▸ Exercise goal
If a line below contains the string "boat", copy it out.

Referring expression pointing data
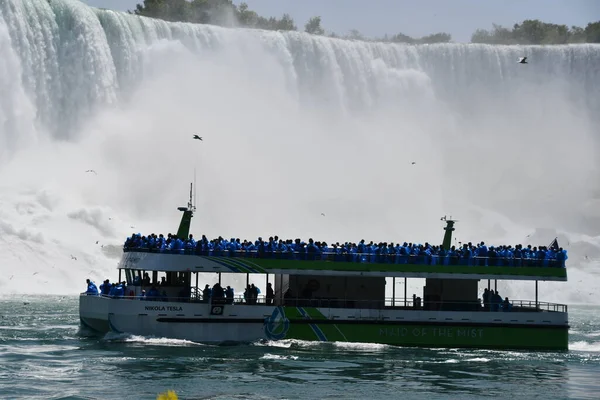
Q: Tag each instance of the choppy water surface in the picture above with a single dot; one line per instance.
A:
(43, 355)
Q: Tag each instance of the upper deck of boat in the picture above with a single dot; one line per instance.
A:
(303, 263)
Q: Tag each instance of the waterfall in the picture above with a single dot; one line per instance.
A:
(294, 125)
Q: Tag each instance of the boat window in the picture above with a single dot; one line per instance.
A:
(129, 276)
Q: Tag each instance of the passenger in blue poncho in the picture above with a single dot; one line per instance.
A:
(92, 289)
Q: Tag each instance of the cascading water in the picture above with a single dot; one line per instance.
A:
(294, 125)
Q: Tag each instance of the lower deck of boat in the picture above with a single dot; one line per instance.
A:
(519, 328)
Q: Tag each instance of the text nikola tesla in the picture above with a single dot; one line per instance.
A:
(434, 332)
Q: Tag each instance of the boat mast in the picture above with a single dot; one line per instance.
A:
(186, 219)
(447, 243)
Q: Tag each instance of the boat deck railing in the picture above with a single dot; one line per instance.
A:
(366, 258)
(378, 304)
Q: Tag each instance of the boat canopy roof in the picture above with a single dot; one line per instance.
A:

▸ Solution for this exercise
Q: Tag each instance of the upper deck of boat in the picture above with a single dot; one line per instance.
Q: Tag each instance of the boat window in the picture above with a single dot; one line per instance.
Q: Tag each instance of the lower deck of boat in the picture above with a single dot; one line per instance.
Q: Tag each instance of the boat mast in the picture above with a single dot; one line per instance.
Q: Tag each instance of the boat deck railing in the picture above with a single dot; one line per instance.
Q: Tag each instance of the boat canopy roof in the picture above with a single dot; one line per instance.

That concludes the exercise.